**Problem description:**
Pick out every line of the data below that contains the string "water", and copy each one in full.

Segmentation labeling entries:
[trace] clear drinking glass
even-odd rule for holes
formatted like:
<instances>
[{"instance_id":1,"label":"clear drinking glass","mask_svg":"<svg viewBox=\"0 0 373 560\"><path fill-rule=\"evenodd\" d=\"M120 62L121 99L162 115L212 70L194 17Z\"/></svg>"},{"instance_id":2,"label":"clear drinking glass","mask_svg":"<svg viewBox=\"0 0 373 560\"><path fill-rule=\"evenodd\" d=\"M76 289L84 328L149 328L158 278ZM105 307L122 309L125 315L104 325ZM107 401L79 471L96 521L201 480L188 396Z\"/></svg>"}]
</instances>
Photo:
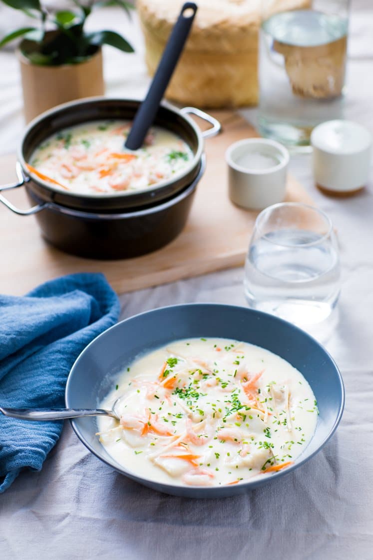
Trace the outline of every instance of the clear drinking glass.
<instances>
[{"instance_id":1,"label":"clear drinking glass","mask_svg":"<svg viewBox=\"0 0 373 560\"><path fill-rule=\"evenodd\" d=\"M246 258L249 304L309 330L328 319L340 290L337 239L323 212L296 202L258 216Z\"/></svg>"},{"instance_id":2,"label":"clear drinking glass","mask_svg":"<svg viewBox=\"0 0 373 560\"><path fill-rule=\"evenodd\" d=\"M259 129L306 151L315 126L343 117L350 0L276 5L261 2Z\"/></svg>"}]
</instances>

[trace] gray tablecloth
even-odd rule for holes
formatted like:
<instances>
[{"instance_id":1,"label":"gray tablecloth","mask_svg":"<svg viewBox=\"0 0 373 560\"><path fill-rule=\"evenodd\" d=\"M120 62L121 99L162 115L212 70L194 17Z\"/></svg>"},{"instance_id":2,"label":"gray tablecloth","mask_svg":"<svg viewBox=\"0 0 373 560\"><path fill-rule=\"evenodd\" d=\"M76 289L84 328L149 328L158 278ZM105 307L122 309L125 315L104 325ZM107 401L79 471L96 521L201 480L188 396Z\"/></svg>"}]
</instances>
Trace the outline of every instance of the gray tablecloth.
<instances>
[{"instance_id":1,"label":"gray tablecloth","mask_svg":"<svg viewBox=\"0 0 373 560\"><path fill-rule=\"evenodd\" d=\"M370 0L353 4L346 116L373 131L373 10ZM105 12L105 23L118 29L122 23L114 13ZM123 22L138 53L131 58L105 52L108 89L141 94L147 83L141 39L135 24ZM20 133L21 102L12 54L1 54L0 65L0 141L6 152ZM244 114L254 120L254 110ZM363 192L338 200L314 188L309 156L293 158L291 168L338 232L339 323L325 343L346 389L336 435L278 482L239 497L199 501L159 494L116 474L67 423L42 471L23 473L0 497L2 558L373 558L373 172ZM242 281L237 269L124 295L121 318L185 302L245 305Z\"/></svg>"}]
</instances>

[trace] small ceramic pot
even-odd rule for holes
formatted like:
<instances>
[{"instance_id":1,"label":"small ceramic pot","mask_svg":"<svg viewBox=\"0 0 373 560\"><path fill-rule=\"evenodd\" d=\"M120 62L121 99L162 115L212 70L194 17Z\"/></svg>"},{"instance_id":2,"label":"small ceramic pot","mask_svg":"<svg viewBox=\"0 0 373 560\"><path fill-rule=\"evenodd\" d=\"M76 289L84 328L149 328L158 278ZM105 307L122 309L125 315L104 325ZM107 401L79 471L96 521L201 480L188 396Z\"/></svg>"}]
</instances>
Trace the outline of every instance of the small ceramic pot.
<instances>
[{"instance_id":1,"label":"small ceramic pot","mask_svg":"<svg viewBox=\"0 0 373 560\"><path fill-rule=\"evenodd\" d=\"M262 210L284 200L289 155L281 144L265 138L239 140L229 146L225 159L232 202Z\"/></svg>"},{"instance_id":2,"label":"small ceramic pot","mask_svg":"<svg viewBox=\"0 0 373 560\"><path fill-rule=\"evenodd\" d=\"M103 95L101 49L88 60L76 64L43 66L32 64L23 54L28 50L27 42L22 41L17 50L26 123L62 103Z\"/></svg>"}]
</instances>

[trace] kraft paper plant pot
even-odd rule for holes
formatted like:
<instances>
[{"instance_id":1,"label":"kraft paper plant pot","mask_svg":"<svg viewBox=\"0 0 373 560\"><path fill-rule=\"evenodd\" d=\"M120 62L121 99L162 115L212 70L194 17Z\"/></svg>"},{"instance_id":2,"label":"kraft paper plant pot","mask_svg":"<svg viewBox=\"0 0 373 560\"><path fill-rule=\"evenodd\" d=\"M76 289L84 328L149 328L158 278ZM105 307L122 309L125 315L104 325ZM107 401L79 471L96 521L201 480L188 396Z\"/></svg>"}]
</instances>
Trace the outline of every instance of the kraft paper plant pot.
<instances>
[{"instance_id":1,"label":"kraft paper plant pot","mask_svg":"<svg viewBox=\"0 0 373 560\"><path fill-rule=\"evenodd\" d=\"M31 62L22 53L24 45L22 41L17 54L26 123L62 103L105 93L101 49L82 62L47 66Z\"/></svg>"}]
</instances>

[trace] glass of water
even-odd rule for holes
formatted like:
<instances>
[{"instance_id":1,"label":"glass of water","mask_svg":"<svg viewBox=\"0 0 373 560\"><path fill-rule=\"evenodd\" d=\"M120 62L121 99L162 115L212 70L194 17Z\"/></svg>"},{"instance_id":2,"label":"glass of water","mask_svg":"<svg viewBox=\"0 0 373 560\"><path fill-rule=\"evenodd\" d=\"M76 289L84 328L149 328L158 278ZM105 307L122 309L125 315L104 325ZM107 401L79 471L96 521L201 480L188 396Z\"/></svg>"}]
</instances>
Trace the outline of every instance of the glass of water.
<instances>
[{"instance_id":1,"label":"glass of water","mask_svg":"<svg viewBox=\"0 0 373 560\"><path fill-rule=\"evenodd\" d=\"M297 202L259 214L245 265L252 307L311 331L330 315L340 286L337 241L326 214Z\"/></svg>"},{"instance_id":2,"label":"glass of water","mask_svg":"<svg viewBox=\"0 0 373 560\"><path fill-rule=\"evenodd\" d=\"M350 3L298 0L295 9L278 11L273 0L262 0L262 136L308 151L314 127L343 117Z\"/></svg>"}]
</instances>

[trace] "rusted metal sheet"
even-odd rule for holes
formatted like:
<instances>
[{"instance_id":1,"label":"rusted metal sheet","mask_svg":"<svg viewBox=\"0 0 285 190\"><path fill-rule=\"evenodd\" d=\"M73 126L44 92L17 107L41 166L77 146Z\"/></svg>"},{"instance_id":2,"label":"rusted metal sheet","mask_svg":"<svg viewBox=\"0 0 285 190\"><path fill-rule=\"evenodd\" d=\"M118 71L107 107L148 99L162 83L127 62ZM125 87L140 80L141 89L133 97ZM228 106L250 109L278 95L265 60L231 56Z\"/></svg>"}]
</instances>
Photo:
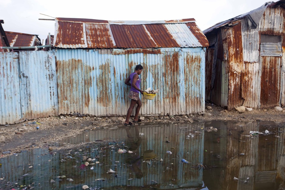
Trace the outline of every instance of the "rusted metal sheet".
<instances>
[{"instance_id":1,"label":"rusted metal sheet","mask_svg":"<svg viewBox=\"0 0 285 190\"><path fill-rule=\"evenodd\" d=\"M211 100L211 81L214 62L214 48L208 48L206 50L205 100L206 101L209 101Z\"/></svg>"},{"instance_id":2,"label":"rusted metal sheet","mask_svg":"<svg viewBox=\"0 0 285 190\"><path fill-rule=\"evenodd\" d=\"M248 22L248 19L245 19L241 20L243 61L245 64L258 63L259 60L258 28L250 29Z\"/></svg>"},{"instance_id":3,"label":"rusted metal sheet","mask_svg":"<svg viewBox=\"0 0 285 190\"><path fill-rule=\"evenodd\" d=\"M282 86L281 89L281 103L282 107L285 106L285 46L282 46L282 66L281 72Z\"/></svg>"},{"instance_id":4,"label":"rusted metal sheet","mask_svg":"<svg viewBox=\"0 0 285 190\"><path fill-rule=\"evenodd\" d=\"M54 45L64 48L145 48L207 47L192 19L108 21L57 18ZM186 25L186 24L189 24Z\"/></svg>"},{"instance_id":5,"label":"rusted metal sheet","mask_svg":"<svg viewBox=\"0 0 285 190\"><path fill-rule=\"evenodd\" d=\"M183 52L186 114L204 113L205 50Z\"/></svg>"},{"instance_id":6,"label":"rusted metal sheet","mask_svg":"<svg viewBox=\"0 0 285 190\"><path fill-rule=\"evenodd\" d=\"M260 56L282 57L281 42L264 43L260 44Z\"/></svg>"},{"instance_id":7,"label":"rusted metal sheet","mask_svg":"<svg viewBox=\"0 0 285 190\"><path fill-rule=\"evenodd\" d=\"M34 46L41 45L37 35L5 31L11 47Z\"/></svg>"},{"instance_id":8,"label":"rusted metal sheet","mask_svg":"<svg viewBox=\"0 0 285 190\"><path fill-rule=\"evenodd\" d=\"M242 96L244 99L243 105L254 108L258 107L259 63L247 63L241 73Z\"/></svg>"},{"instance_id":9,"label":"rusted metal sheet","mask_svg":"<svg viewBox=\"0 0 285 190\"><path fill-rule=\"evenodd\" d=\"M85 23L87 46L96 48L115 47L115 40L111 35L110 25Z\"/></svg>"},{"instance_id":10,"label":"rusted metal sheet","mask_svg":"<svg viewBox=\"0 0 285 190\"><path fill-rule=\"evenodd\" d=\"M19 57L22 117L58 115L54 53L22 51Z\"/></svg>"},{"instance_id":11,"label":"rusted metal sheet","mask_svg":"<svg viewBox=\"0 0 285 190\"><path fill-rule=\"evenodd\" d=\"M241 96L241 73L243 67L243 57L240 22L232 27L222 30L224 50L224 62L226 73L228 76L228 109L241 106L244 100ZM222 83L224 82L222 81Z\"/></svg>"},{"instance_id":12,"label":"rusted metal sheet","mask_svg":"<svg viewBox=\"0 0 285 190\"><path fill-rule=\"evenodd\" d=\"M260 57L260 68L261 73L260 108L280 105L282 61L282 58L280 57Z\"/></svg>"},{"instance_id":13,"label":"rusted metal sheet","mask_svg":"<svg viewBox=\"0 0 285 190\"><path fill-rule=\"evenodd\" d=\"M125 53L136 51L130 49ZM205 50L154 51L161 53L124 54L116 49L58 50L59 114L125 115L130 100L129 88L125 81L139 64L144 68L140 76L141 89L160 91L153 101L142 99L141 115L203 113ZM64 85L66 83L71 84Z\"/></svg>"},{"instance_id":14,"label":"rusted metal sheet","mask_svg":"<svg viewBox=\"0 0 285 190\"><path fill-rule=\"evenodd\" d=\"M22 117L19 74L19 53L0 52L0 124Z\"/></svg>"},{"instance_id":15,"label":"rusted metal sheet","mask_svg":"<svg viewBox=\"0 0 285 190\"><path fill-rule=\"evenodd\" d=\"M260 32L261 34L284 36L284 22L285 10L284 8L280 7L268 7L259 23Z\"/></svg>"},{"instance_id":16,"label":"rusted metal sheet","mask_svg":"<svg viewBox=\"0 0 285 190\"><path fill-rule=\"evenodd\" d=\"M186 24L202 46L207 47L209 46L209 42L207 38L203 35L203 32L196 23L188 23Z\"/></svg>"}]
</instances>

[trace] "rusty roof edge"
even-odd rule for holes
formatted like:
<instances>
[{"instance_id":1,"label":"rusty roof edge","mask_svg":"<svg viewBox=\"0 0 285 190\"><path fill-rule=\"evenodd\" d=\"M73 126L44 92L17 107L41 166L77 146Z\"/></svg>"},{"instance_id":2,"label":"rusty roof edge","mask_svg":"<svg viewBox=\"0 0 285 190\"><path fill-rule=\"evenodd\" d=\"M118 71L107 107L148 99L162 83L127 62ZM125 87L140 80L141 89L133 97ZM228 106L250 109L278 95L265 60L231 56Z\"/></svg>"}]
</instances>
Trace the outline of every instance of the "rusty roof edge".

**Problem solution:**
[trace] glass of water
[{"instance_id":1,"label":"glass of water","mask_svg":"<svg viewBox=\"0 0 373 560\"><path fill-rule=\"evenodd\" d=\"M120 62L121 99L162 115L212 70L194 17Z\"/></svg>"},{"instance_id":2,"label":"glass of water","mask_svg":"<svg viewBox=\"0 0 373 560\"><path fill-rule=\"evenodd\" d=\"M76 289L84 328L149 328L158 278ZM105 307L122 309L125 315L104 325ZM107 401L79 471L96 521L201 480L188 396Z\"/></svg>"}]
Trace the outline of every instance of the glass of water.
[{"instance_id":1,"label":"glass of water","mask_svg":"<svg viewBox=\"0 0 373 560\"><path fill-rule=\"evenodd\" d=\"M297 202L259 214L245 265L252 307L311 331L330 315L340 286L337 241L326 214Z\"/></svg>"},{"instance_id":2,"label":"glass of water","mask_svg":"<svg viewBox=\"0 0 373 560\"><path fill-rule=\"evenodd\" d=\"M350 3L298 0L295 9L278 11L273 0L262 0L262 136L308 151L314 127L343 117Z\"/></svg>"}]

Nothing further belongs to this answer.